### Data provided
----

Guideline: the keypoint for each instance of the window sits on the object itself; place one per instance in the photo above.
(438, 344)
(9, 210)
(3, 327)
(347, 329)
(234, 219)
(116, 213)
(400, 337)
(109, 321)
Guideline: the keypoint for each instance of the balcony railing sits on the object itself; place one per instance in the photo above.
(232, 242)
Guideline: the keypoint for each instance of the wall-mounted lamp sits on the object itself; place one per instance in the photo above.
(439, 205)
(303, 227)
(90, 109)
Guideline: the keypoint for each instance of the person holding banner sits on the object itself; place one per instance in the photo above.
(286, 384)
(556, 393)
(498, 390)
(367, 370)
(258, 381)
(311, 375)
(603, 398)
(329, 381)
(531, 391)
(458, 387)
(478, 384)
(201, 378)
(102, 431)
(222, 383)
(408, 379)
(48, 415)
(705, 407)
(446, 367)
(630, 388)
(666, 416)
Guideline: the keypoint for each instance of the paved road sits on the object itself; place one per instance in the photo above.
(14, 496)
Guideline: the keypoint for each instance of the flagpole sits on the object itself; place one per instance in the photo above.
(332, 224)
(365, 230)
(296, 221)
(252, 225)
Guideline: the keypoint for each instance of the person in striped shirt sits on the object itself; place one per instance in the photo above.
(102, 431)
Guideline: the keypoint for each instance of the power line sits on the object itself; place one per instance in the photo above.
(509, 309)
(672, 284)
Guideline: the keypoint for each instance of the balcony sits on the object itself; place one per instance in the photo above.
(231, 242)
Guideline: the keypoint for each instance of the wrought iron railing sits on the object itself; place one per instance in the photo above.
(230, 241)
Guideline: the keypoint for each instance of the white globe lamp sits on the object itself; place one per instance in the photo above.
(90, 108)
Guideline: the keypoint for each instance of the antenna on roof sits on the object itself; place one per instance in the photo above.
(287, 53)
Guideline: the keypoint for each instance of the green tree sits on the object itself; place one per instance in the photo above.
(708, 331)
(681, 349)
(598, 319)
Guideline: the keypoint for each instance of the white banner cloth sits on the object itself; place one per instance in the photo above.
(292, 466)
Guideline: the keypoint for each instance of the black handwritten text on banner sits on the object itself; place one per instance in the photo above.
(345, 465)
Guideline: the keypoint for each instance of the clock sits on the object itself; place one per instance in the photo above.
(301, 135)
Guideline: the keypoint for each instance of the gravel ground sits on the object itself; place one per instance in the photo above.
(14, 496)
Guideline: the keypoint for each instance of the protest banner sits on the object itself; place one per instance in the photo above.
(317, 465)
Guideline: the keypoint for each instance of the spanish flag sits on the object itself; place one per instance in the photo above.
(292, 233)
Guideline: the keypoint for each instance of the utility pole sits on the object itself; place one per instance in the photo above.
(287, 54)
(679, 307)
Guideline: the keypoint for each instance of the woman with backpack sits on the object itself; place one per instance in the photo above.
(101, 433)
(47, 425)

----

### What to do
Write out the data exactly as it stands.

### Answer to this task
Guideline: the keypoint for each instance of the window sits on the object itself; place one per instance in the photo above.
(438, 344)
(9, 210)
(3, 327)
(347, 329)
(234, 219)
(116, 213)
(400, 337)
(109, 321)
Guideline: the keypoint for each instance of the balcony railing sits on the object itself; place one per instance in the photo above.
(232, 242)
Guideline: the keypoint for each instance of the wall-mounted lamp sits on the object itself; place one per instance in the photo above.
(439, 205)
(303, 227)
(90, 109)
Guideline: the keypoint for each instance of the person holding banner sits on the object itself; place one per instance in the photo above.
(286, 384)
(556, 393)
(498, 390)
(367, 370)
(258, 381)
(311, 375)
(603, 398)
(329, 381)
(531, 391)
(458, 387)
(478, 384)
(201, 378)
(102, 431)
(222, 383)
(408, 379)
(48, 415)
(705, 407)
(446, 367)
(630, 388)
(666, 416)
Guideline: the keypoint for each instance of the paved road sits on the object itself; place one per instance in the photo above.
(14, 496)
Guideline: the keypoint for each instance of the flagpole sits on the object itself; place one per instance in the photo above.
(332, 224)
(365, 230)
(296, 221)
(252, 225)
Guideline: the keypoint for each instance of the person in striped shirt sits on the object itself; place one per instance in the photo above.
(102, 431)
Guideline: the keypoint for each instance of the power line sits on the object itself; place one per instance in the photo above.
(509, 309)
(672, 284)
Guideline: the keypoint for each instance of the balcony sits on the object itself; place one per instance in the photo above.
(231, 242)
Guideline: the keypoint for each instance of the wrought iron railing sits on the object itself; place one per instance in the photo above.
(230, 241)
Guideline: the keypoint for each instance of the white globe lamp sits on the object itself; place one per instance in the photo above.
(90, 108)
Guideline: the keypoint for each instance of the antenna on roof sits on the object itself; place one per instance in the photo above.
(287, 53)
Guideline: the keypoint for each instance of the green tree sits on the object itself; place one per instance in the photo above.
(708, 331)
(681, 349)
(598, 319)
Guideline: the keypoint for each instance of the white banner cloth sits on the object itself; place one per instance in the photo above.
(292, 466)
Guideline: the keypoint for each instance of the black handwritten text on banner sits on the object itself; place one per instance in the photo above.
(345, 465)
Guideline: the keypoint for each instance of the clock sits on the object itself; place one per instance in the photo above.
(301, 135)
Guideline: the keypoint for each instance of the gravel ground sits on the object itself; place one per instance in the photo above.
(14, 496)
Guideline: the keypoint for each instance of the protest banner sits on the object itself; place one per instance in the photo above.
(317, 465)
Guideline: the keypoint for each instance of the spanish flag sits on the object itself; place one per instance in the photo above.
(292, 233)
Guideline: the keypoint for each instance of the utility pole sits on the object itself; place one per instance in the photo above.
(287, 54)
(679, 307)
Guideline: the keypoint for each instance of the woman with backpack sits on the object itself; place one per instance in the photo above.
(101, 433)
(47, 425)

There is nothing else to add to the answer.